--- begin Data section ---

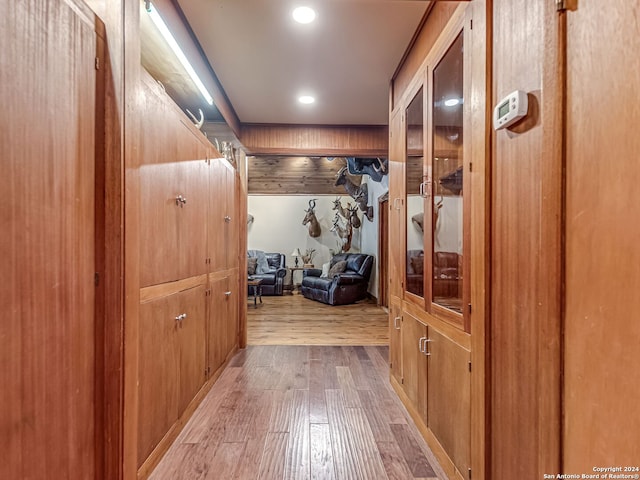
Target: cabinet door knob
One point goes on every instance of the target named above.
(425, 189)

--- end Data section ---
--- begin Data section ---

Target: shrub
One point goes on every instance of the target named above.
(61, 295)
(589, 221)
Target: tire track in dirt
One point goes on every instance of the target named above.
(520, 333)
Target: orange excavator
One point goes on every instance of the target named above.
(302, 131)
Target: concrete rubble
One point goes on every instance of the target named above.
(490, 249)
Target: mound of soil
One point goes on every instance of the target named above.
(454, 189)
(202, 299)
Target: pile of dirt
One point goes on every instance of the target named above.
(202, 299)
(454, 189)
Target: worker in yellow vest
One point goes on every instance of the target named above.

--- end Data section ---
--- begin Data section ---

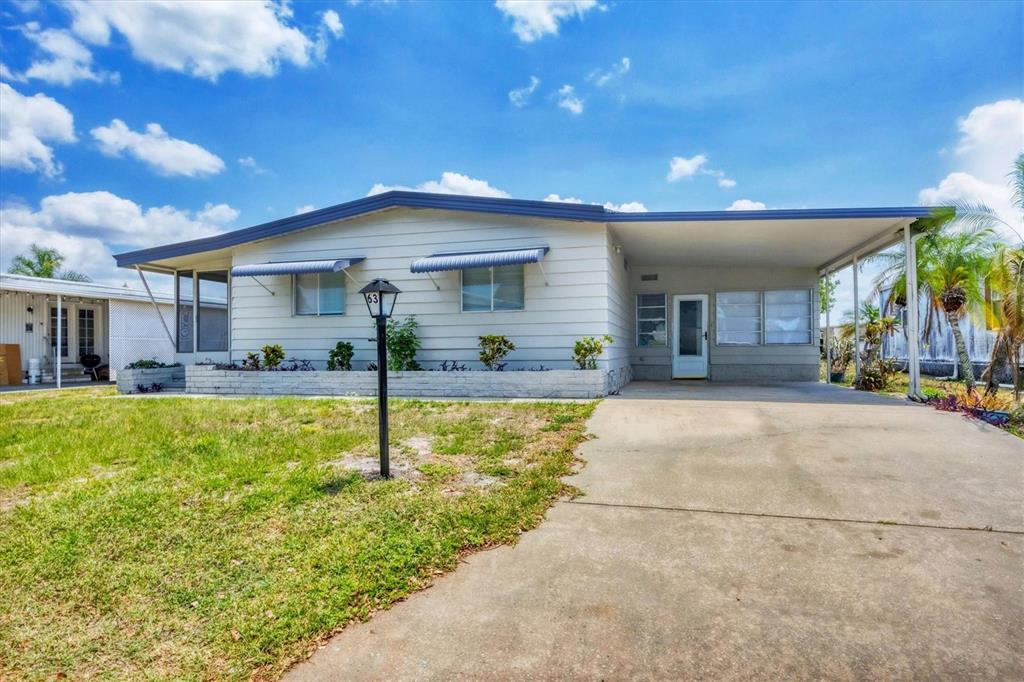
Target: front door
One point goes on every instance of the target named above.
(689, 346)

--- end Data section ---

Please gather every line of the data that contains the word "dirt", matching its case exactly.

*Expected answer*:
Target: tire track in dirt
Target: pile of dirt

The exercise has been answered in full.